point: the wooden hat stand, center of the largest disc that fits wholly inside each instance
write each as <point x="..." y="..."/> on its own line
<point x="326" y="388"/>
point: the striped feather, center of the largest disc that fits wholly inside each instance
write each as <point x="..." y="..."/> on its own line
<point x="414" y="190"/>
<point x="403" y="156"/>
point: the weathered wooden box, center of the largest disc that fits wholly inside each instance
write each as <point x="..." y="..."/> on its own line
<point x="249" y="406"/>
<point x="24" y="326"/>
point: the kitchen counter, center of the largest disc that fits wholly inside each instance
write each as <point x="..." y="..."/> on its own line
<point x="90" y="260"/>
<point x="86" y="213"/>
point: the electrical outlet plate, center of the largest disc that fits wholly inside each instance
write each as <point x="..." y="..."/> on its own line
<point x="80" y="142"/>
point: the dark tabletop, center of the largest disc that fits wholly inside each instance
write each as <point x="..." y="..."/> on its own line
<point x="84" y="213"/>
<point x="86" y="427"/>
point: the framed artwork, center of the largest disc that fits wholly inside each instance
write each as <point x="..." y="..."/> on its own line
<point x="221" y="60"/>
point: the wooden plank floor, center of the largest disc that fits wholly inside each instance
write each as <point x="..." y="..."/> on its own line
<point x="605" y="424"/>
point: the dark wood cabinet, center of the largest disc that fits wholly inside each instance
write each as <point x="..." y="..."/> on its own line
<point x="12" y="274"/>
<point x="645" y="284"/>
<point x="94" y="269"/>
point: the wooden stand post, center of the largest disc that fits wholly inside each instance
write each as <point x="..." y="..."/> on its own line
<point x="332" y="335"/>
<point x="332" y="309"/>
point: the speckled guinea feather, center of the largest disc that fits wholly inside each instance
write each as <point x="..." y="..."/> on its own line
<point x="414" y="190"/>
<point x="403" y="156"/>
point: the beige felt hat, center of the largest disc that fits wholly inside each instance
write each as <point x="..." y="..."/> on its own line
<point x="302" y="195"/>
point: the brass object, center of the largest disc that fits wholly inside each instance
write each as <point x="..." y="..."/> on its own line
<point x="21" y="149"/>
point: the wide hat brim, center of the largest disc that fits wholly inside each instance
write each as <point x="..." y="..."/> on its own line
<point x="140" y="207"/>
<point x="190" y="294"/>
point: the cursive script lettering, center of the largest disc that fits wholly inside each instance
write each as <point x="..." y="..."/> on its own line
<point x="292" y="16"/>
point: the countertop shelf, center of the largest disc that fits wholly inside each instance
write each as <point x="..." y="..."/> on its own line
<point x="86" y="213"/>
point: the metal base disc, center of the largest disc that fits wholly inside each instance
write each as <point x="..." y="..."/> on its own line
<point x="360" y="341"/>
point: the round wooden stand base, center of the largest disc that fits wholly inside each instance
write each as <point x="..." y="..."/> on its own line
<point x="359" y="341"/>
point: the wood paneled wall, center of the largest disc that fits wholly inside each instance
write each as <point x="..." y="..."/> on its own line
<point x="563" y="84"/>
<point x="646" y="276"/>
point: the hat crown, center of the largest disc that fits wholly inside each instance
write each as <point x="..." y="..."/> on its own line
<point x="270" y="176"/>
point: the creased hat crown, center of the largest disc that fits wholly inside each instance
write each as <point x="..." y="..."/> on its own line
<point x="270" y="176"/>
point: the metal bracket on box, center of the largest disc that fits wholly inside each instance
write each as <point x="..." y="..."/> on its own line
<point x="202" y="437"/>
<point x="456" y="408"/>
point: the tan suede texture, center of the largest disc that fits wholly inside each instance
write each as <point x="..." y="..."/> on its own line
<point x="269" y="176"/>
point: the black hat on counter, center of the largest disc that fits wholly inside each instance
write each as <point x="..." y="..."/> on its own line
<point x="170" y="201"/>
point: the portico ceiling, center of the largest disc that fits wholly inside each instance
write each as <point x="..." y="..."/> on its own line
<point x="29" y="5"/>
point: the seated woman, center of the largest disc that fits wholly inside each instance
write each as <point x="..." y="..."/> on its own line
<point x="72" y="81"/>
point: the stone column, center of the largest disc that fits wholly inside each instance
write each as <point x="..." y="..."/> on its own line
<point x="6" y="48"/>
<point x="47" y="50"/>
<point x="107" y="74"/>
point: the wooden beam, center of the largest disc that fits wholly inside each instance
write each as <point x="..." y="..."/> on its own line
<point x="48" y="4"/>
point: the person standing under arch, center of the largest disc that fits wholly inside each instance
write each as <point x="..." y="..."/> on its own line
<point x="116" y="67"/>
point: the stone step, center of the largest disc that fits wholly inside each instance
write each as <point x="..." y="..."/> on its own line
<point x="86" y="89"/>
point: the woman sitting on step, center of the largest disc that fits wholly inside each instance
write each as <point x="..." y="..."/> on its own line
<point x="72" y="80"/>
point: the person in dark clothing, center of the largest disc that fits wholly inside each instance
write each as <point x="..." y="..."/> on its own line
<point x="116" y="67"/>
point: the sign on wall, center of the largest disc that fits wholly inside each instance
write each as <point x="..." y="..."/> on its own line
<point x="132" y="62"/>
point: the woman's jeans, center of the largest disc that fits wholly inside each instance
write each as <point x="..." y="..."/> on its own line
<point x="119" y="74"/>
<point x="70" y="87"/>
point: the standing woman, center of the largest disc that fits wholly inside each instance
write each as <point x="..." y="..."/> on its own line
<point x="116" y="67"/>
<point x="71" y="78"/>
* * * * * * *
**ACTION ITEM:**
A verbatim copy of all the records is required. Write it out in full.

**WRITTEN ANSWER:**
point: the wooden hat stand, center of the largest disc that fits wholly inside each instance
write each as <point x="..." y="..."/> on its own line
<point x="326" y="388"/>
point: the striped feather, center of the largest disc that fits wholly inside each instance
write each as <point x="..." y="..."/> on its own line
<point x="414" y="190"/>
<point x="403" y="156"/>
point: the weathered wooden box, center of the largest disc that fits wholly inside each instance
write each as <point x="..." y="..."/> on its own line
<point x="249" y="406"/>
<point x="24" y="326"/>
point: the kitchen counter, center of the largest disc that fits wholly inside each instance
write each as <point x="..." y="..."/> on its own line
<point x="90" y="260"/>
<point x="86" y="213"/>
point: the electrical outlet plate, center of the largest disc that fits wholly inside each instance
write each as <point x="..." y="..."/> on its own line
<point x="80" y="142"/>
point: the dark tabletop, center of the largest disc that fits wholly inside each instance
write each as <point x="..." y="..."/> on its own line
<point x="84" y="213"/>
<point x="86" y="427"/>
point: the framed artwork, center of the largest disc that fits wholly inside each instance
write each as <point x="..." y="..."/> on its own line
<point x="221" y="60"/>
point: the wooden plank floor, center of the largest disc that fits wholly inside each instance
write each as <point x="..." y="..."/> on its own line
<point x="605" y="424"/>
point: the dark wood cabinet, center of the largest disc that fits wholly inside each instance
write each as <point x="..." y="..."/> on its own line
<point x="12" y="274"/>
<point x="645" y="284"/>
<point x="94" y="269"/>
point: the wooden stand post, center of the largest disc that fits wholly inside each instance
write each as <point x="..." y="..."/> on its own line
<point x="332" y="335"/>
<point x="332" y="309"/>
point: the speckled guinea feather, center of the largest disc that fits wholly inside each instance
write each as <point x="..." y="..."/> on its own line
<point x="414" y="190"/>
<point x="403" y="156"/>
point: the beige felt hat, center of the largest disc that fits wholly inside each instance
write each as <point x="..." y="..."/> on its own line
<point x="302" y="195"/>
point: the brass object, center of the largest disc that fits wholly inside each instance
write each as <point x="..." y="..."/> on its own line
<point x="21" y="149"/>
point: the wide hat brim, center of the largest disc that fits wholly inside each instance
write each as <point x="..." y="..."/> on its own line
<point x="140" y="207"/>
<point x="190" y="294"/>
point: the cursive script lettering, center of the largest disc that fits wholly inside each instance
write each as <point x="..." y="..."/> on its own line
<point x="292" y="16"/>
point: the countertop shelf, center of the largest disc that fits wholly inside each instance
write each as <point x="..." y="..."/> on its own line
<point x="86" y="213"/>
point: the metal base disc, center of the largest disc that fits wholly inside each instance
write each as <point x="..." y="..."/> on its own line
<point x="360" y="341"/>
point: the round wooden stand base, center of the largest disc that fits wholly inside each instance
write each as <point x="..." y="..."/> on its own line
<point x="359" y="341"/>
point: the wood paneled wall, center of the largest disc that fits wholly inside each instance
write each as <point x="..." y="..."/> on its own line
<point x="563" y="84"/>
<point x="646" y="276"/>
point: the hat crown, center of the largest disc that fits wholly inside each instance
write each as <point x="..." y="..."/> on its own line
<point x="270" y="176"/>
point: the creased hat crown, center of the largest disc that fits wholly inside each instance
write each as <point x="..." y="..."/> on its own line
<point x="270" y="176"/>
point: the metal bracket on box, center of the largest disc that fits wholly inside each instance
write each as <point x="..." y="..."/> on its own line
<point x="202" y="437"/>
<point x="456" y="408"/>
point: the tan suede texture, center of the largest disc that fits wholly inside each instance
write each as <point x="..." y="..."/> on its own line
<point x="269" y="176"/>
point: the black hat on counter, center of the largest disc that fits wholly inside each instance
write each as <point x="..." y="..."/> on its own line
<point x="170" y="201"/>
point: the portico ceiling, center of the largest disc that fits wholly inside each instance
write each as <point x="..." y="..."/> on its own line
<point x="29" y="5"/>
point: the seated woman, center of the largest disc that fits wholly inside each instance
write each as <point x="..." y="..."/> on its own line
<point x="72" y="81"/>
point: the stone column, center of the largest disc that fits wholly inside each instance
write each as <point x="..." y="..."/> on its own line
<point x="6" y="48"/>
<point x="47" y="50"/>
<point x="107" y="74"/>
point: the wooden beam, center of the largest disc that fits wholly inside each instance
write each as <point x="..." y="..."/> on its own line
<point x="48" y="4"/>
point: the person standing under arch, center of the largest disc that fits wholly inside each instance
write each as <point x="..." y="..."/> on its own line
<point x="116" y="67"/>
point: the stone step, center of the largest disc that fits wholly inside each instance
write each as <point x="..." y="..."/> on its own line
<point x="86" y="89"/>
point: the woman sitting on step, center of the largest disc that fits wholly inside each instance
write each as <point x="..." y="..."/> on its own line
<point x="72" y="80"/>
point: the person in dark clothing, center of the largest disc that fits wholly inside each instance
write each as <point x="..." y="..."/> on its own line
<point x="116" y="67"/>
point: the sign on wall, center of the largest disc that fits wholly inside each instance
write each as <point x="..." y="..."/> on its own line
<point x="132" y="62"/>
point: the woman's jeans, center of the largest disc that fits wholly inside each instance
write each as <point x="..." y="..."/> on its own line
<point x="119" y="74"/>
<point x="70" y="87"/>
point: the standing woman, center of the largest disc that fits wholly inside each instance
write each as <point x="..." y="..."/> on its own line
<point x="116" y="67"/>
<point x="71" y="78"/>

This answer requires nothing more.